Records drawn from a collection
--- Start ---
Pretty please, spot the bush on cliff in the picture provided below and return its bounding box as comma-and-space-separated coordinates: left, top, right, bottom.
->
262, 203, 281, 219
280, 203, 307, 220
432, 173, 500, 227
--- End ---
# Exercise task
Copy out each line of the material above that contains the string "space".

# Exercise output
Pretty please, spot the bush on cliff in the picture provided below and return its bounding box as comma-and-space-separated coordinates: left, top, right, bottom.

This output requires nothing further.